__Do this__
Recast every line of the entries below as a numbered list, omitting blank lines and leaving the pictures out.
begin
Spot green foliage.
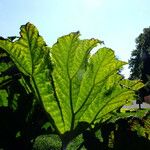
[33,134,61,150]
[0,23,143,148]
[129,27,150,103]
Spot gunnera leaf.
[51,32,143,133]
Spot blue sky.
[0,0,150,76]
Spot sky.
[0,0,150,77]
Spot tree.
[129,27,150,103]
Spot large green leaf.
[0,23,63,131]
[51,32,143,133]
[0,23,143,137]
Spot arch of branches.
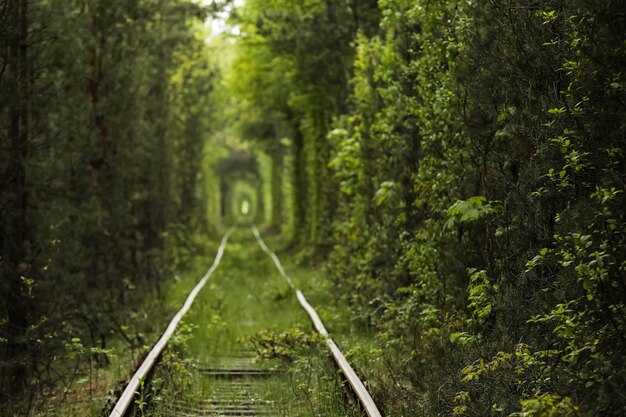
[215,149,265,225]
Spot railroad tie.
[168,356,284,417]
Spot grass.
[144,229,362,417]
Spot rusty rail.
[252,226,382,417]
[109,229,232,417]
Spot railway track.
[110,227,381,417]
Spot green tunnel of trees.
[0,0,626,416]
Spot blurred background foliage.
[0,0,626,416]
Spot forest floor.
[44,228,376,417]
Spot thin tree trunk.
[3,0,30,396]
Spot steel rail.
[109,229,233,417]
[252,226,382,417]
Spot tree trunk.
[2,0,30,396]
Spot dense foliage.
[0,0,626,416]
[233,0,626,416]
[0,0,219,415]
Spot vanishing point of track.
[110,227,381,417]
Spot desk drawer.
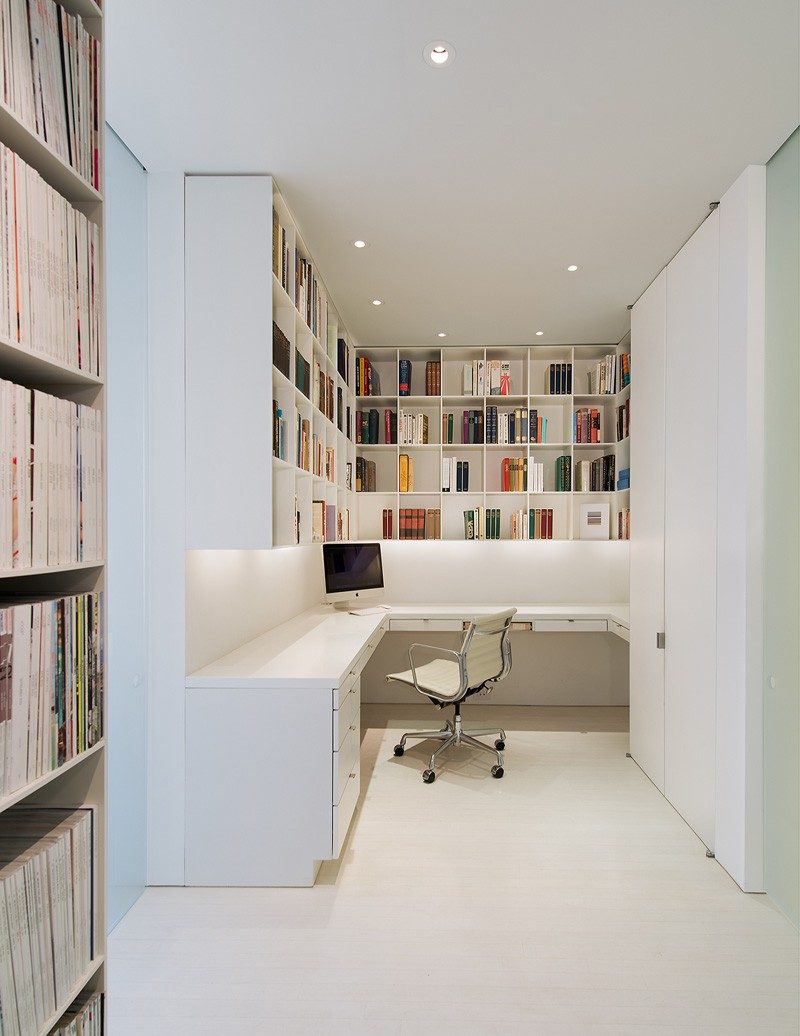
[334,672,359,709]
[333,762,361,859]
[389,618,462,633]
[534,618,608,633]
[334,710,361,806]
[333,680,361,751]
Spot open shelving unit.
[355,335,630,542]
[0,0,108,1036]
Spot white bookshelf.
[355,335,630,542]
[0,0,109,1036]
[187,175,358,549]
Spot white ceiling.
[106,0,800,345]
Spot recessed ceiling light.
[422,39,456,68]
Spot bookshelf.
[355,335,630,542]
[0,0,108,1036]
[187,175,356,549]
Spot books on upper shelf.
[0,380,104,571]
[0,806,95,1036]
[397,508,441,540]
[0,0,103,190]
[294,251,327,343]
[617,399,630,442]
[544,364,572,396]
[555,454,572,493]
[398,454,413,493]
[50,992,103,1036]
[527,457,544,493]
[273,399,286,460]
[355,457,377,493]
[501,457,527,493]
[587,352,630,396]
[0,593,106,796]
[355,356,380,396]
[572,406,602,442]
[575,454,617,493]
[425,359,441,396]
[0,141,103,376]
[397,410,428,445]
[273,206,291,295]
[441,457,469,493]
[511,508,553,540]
end
__Solution__
1. Spot green foliage.
2. [33,134,61,150]
3. [0,23,143,148]
4. [129,27,150,103]
5. Spot gunnera leaf.
6. [51,32,143,133]
7. Spot blue sky.
8. [0,0,150,76]
9. Spot sky.
10. [0,0,150,77]
11. Spot tree.
12. [129,27,150,103]
13. Spot large green leaf.
14. [0,23,63,131]
15. [51,32,143,133]
16. [0,23,143,137]
17. Spot arch of branches.
18. [215,149,265,225]
19. Spot railroad tie.
20. [168,356,284,417]
21. Spot grass.
22. [144,229,362,417]
23. Spot rusty rail.
24. [252,226,382,417]
25. [109,229,232,417]
26. Spot railway track.
27. [110,227,381,417]
28. Spot green tunnel of trees.
29. [0,0,626,416]
30. Spot blurred background foliage.
31. [0,0,626,416]
32. Spot forest floor.
33. [44,228,376,417]
34. Spot thin tree trunk.
35. [3,0,30,396]
36. Spot steel rail.
37. [109,229,233,417]
38. [252,226,382,417]
39. Spot tree trunk.
40. [2,0,30,396]
41. Spot dense foliage.
42. [0,0,626,416]
43. [233,0,626,416]
44. [0,0,219,415]
45. Spot vanishing point of track.
46. [110,227,381,417]
47. Spot desk drawer.
48. [334,672,359,709]
49. [333,762,361,859]
50. [389,618,462,633]
51. [534,618,608,633]
52. [334,710,361,806]
53. [333,680,361,751]
54. Spot open shelving unit.
55. [355,335,630,542]
56. [0,0,108,1036]
57. Spot white bookshelf.
58. [355,335,630,542]
59. [0,0,109,1036]
60. [187,175,358,549]
61. Spot white ceiling.
62. [106,0,800,345]
63. Spot recessed ceiling light.
64. [422,39,456,68]
65. Spot bookshelf.
66. [355,335,630,542]
67. [0,0,108,1036]
68. [187,175,356,549]
69. Spot books on upper shelf.
70. [0,380,104,571]
71. [0,806,95,1036]
72. [397,508,441,540]
73. [0,0,103,190]
74. [294,251,327,343]
75. [617,399,630,442]
76. [544,364,572,396]
77. [555,454,572,493]
78. [398,454,413,493]
79. [50,992,103,1036]
80. [527,457,544,493]
81. [273,399,286,460]
82. [355,457,377,493]
83. [501,457,527,493]
84. [587,352,630,396]
85. [0,593,106,796]
86. [355,356,380,396]
87. [572,406,602,442]
88. [575,454,617,493]
89. [425,359,441,396]
90. [0,141,103,376]
91. [397,410,428,445]
92. [273,206,291,295]
93. [441,457,469,493]
94. [511,508,553,540]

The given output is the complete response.